Passage —
((

I often wonder how many people actually watch the news. Until today, I never realized that it’s a pretty hard statistic to find. But there are a bunch of different news programs on television which leads me believe that there must be a decent number of viewers.
Until recently, I’ve always gone to one channel for my news. Partly because it’s a news network, dedicated to broadcasting “breaking news” and partly because for whatever reasons I trust that their reports are fair and true.
Two weeks ago I asked myself why I only rely on one network. Since then I’ve been making a point to tune into different news programs. I haven’t found the single best news program but I have found that each program & station is visibly different.
The reporters are different – some share their own commentary while others seemingly read off the prompter, sticking to the message.
The biases are different – let’s admit it, we all know different networks put a little spin on things even if they don’t intent to do so. I’ve even noticed some programs putting an emphasis on different “breaking” news stories than other programs.

))

Set of tasks —
A. Render this sentence from the post into Spanish: "Two weeks ago I asked myself why I only rely on one network."
B. Decide whether each statement agrees with the post, giving yes or no and quoting the deciding words: (i) The writer has found the single best news program. (ii) The writer says the number of news viewers is an easy statistic to find. (iii) Some reporters share their own commentary.
C. Print the post from "I often wonder" to "fair and true.".
Work from the post alone.

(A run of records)
((

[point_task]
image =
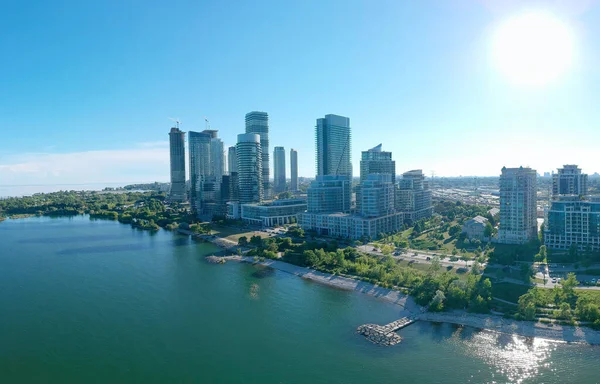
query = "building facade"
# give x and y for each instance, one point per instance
(376, 161)
(518, 206)
(330, 194)
(333, 139)
(258, 122)
(413, 196)
(231, 160)
(276, 212)
(376, 196)
(178, 191)
(250, 168)
(570, 220)
(475, 228)
(293, 170)
(569, 181)
(279, 169)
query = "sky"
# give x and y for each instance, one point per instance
(87, 88)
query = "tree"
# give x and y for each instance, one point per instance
(488, 230)
(564, 312)
(435, 265)
(568, 287)
(256, 241)
(526, 306)
(454, 230)
(586, 310)
(437, 303)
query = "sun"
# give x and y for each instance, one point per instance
(533, 49)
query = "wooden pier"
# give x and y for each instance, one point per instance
(385, 334)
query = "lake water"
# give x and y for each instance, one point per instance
(91, 301)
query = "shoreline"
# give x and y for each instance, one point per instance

))

The replies —
A. Hace dos semanas me pregunté por qué solo dependo de una cadena.

B.
(i) No: "I haven’t found the single best news program"
(ii) No: "it’s a pretty hard statistic to find"
(iii) Yes: "some share their own commentary"

C.
I often wonder how many people actually watch the news. Until today, I never realized that it’s a pretty hard statistic to find. But there are a bunch of different news programs on television which leads me believe that there must be a decent number of viewers.
Until recently, I’ve always gone to one channel for my news. Partly because it’s a news network, dedicated to broadcasting “breaking news” and partly because for whatever reasons I trust that their reports are fair and true.